◆ What this task involves ◆
Look through the records below for the line with "Query: woman's neck" and the line with "like point(37, 63).", then return those lines and all lines between, exactly.

***** Given records

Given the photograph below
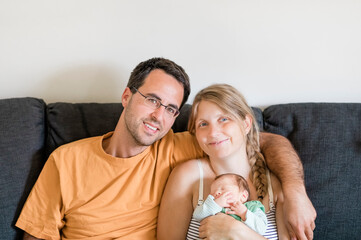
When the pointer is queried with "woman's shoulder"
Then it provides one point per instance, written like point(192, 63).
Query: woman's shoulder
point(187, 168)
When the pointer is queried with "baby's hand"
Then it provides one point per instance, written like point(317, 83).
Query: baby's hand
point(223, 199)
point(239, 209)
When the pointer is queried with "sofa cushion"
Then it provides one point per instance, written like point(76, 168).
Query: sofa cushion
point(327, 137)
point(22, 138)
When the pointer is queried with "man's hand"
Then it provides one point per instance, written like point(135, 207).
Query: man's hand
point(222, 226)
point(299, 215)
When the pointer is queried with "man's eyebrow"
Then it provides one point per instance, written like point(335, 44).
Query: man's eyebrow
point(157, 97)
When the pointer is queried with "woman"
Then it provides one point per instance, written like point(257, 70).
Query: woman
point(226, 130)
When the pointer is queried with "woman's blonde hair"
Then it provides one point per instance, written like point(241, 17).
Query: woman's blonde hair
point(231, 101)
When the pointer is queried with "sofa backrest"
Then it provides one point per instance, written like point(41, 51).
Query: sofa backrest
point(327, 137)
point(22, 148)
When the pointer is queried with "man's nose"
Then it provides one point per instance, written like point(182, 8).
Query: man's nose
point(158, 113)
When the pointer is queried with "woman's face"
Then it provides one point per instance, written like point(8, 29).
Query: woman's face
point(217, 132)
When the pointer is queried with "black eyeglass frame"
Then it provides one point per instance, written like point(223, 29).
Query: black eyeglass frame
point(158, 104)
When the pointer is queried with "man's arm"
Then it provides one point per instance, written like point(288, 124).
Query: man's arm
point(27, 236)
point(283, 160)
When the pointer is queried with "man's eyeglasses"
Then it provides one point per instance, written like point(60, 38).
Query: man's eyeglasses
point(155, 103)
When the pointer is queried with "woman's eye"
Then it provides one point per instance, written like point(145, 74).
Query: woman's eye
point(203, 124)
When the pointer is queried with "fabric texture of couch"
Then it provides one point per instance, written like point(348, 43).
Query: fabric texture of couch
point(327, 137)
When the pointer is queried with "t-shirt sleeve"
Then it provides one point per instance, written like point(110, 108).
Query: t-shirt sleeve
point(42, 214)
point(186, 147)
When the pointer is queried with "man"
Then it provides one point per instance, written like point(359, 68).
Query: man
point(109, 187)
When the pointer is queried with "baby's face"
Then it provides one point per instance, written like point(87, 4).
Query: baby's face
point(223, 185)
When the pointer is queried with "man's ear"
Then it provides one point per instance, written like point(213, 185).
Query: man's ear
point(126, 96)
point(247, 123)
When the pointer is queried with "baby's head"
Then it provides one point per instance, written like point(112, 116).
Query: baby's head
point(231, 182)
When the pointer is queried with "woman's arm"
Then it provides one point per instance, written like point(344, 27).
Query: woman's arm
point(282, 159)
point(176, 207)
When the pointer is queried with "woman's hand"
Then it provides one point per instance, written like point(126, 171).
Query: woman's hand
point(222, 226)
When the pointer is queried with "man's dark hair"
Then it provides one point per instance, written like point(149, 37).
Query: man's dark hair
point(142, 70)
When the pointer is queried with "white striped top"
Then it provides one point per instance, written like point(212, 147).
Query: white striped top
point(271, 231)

**********
***** Given records

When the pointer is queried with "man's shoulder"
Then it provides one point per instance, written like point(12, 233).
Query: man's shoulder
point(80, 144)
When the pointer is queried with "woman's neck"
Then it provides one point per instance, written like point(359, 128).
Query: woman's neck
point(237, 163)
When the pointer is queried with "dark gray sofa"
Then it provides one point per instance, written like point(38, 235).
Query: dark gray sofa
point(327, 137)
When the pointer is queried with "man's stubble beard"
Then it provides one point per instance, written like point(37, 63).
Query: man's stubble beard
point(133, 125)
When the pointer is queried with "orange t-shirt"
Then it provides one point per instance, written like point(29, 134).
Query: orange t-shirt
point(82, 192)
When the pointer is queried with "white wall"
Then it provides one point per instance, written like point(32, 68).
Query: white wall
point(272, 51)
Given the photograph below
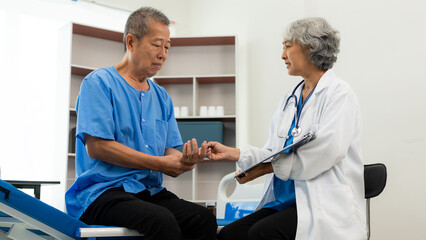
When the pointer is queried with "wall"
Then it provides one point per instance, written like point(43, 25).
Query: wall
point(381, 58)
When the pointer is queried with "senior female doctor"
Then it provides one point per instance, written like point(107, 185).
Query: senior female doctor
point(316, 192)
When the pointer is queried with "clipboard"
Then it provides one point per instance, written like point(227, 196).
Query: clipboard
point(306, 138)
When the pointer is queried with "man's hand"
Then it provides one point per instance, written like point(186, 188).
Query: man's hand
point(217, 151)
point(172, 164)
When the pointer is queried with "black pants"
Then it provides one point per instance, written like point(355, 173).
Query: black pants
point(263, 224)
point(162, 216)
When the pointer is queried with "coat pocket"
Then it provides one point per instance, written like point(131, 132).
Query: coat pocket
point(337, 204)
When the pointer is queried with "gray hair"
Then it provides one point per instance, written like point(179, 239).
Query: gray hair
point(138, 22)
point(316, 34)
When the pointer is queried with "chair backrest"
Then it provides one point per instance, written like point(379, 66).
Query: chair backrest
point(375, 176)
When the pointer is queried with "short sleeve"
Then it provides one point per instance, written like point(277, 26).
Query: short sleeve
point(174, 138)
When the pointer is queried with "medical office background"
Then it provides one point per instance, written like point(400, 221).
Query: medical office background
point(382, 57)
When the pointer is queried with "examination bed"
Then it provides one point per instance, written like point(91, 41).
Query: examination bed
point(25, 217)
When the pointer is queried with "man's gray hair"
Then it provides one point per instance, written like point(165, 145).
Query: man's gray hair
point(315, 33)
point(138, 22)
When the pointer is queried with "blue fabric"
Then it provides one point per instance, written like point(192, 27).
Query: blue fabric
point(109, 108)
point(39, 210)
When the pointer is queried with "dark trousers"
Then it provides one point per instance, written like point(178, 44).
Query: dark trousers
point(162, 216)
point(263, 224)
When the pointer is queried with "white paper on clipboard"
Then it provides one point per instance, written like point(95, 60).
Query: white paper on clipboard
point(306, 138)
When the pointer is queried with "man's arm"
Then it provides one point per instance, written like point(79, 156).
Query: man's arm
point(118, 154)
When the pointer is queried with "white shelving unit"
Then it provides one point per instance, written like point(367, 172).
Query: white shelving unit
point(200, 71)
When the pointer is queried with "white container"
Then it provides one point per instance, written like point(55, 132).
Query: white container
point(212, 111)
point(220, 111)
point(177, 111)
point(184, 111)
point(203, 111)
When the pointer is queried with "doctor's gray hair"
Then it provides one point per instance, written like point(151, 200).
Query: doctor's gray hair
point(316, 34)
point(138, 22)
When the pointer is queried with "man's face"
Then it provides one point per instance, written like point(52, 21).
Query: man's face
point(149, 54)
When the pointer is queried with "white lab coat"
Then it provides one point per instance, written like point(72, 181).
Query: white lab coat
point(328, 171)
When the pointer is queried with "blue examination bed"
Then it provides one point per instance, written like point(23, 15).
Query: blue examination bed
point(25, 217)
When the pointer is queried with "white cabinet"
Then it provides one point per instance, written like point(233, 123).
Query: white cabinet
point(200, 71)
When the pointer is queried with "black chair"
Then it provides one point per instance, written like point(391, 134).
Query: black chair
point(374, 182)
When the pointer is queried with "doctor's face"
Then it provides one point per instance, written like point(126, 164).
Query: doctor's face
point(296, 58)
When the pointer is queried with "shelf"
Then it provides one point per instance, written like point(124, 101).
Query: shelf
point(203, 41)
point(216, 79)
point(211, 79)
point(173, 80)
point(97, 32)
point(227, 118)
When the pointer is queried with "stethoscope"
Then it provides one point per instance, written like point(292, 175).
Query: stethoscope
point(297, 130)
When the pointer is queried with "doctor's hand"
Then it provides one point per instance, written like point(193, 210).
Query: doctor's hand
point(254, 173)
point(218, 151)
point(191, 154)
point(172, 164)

**********

◆ Written reply ◆
Query: woman's neck
point(237, 163)
When the pointer is queried with "dark gray sofa"
Then it provides one point per instance, written like point(38, 235).
Query: dark gray sofa
point(327, 137)
When the pointer is queried with "man's stubble beard"
Then it provides one point per instance, written like point(37, 63).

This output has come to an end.